### [Set problem]
Turn the lines of the listing below into a numbered list, leaving out any blank lines. Begin at the line that contains "Please mark the white flower, one" and continue through the end of the listing.

### [Provided material]

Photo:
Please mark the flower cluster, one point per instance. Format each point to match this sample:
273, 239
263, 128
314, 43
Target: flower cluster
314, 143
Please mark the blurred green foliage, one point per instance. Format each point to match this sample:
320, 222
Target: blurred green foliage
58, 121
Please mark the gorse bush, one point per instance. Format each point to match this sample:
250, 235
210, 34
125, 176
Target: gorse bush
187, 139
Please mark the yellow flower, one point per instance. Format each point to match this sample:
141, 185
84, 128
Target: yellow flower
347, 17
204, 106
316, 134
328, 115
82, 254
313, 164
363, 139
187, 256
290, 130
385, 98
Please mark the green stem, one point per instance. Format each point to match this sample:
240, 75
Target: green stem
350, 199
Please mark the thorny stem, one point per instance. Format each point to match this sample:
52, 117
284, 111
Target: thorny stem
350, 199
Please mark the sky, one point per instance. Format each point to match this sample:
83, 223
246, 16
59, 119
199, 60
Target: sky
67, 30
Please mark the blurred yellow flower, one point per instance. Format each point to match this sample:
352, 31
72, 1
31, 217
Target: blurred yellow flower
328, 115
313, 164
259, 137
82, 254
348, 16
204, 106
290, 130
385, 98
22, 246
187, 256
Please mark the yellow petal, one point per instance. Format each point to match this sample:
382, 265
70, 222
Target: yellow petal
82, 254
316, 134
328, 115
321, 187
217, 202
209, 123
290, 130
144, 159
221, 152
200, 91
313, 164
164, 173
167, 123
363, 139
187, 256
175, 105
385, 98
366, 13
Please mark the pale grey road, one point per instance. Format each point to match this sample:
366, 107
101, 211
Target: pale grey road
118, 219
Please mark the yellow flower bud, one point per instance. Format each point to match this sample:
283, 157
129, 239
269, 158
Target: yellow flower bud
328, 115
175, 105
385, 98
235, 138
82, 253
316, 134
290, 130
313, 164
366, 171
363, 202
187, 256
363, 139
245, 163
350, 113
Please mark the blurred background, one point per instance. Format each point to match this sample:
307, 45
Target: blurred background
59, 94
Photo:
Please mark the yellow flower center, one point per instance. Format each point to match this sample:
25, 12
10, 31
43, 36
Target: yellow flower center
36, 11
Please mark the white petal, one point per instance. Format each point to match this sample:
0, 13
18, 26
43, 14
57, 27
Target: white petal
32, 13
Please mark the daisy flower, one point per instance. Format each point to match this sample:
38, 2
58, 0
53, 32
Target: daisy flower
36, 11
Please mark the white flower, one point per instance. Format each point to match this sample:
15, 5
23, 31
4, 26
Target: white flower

### [Result of this exercise]
1. Please mark the white flower, one point per instance. Format each point to match this sample:
2. 15, 5
3. 23, 31
4. 4, 26
5. Target: white flower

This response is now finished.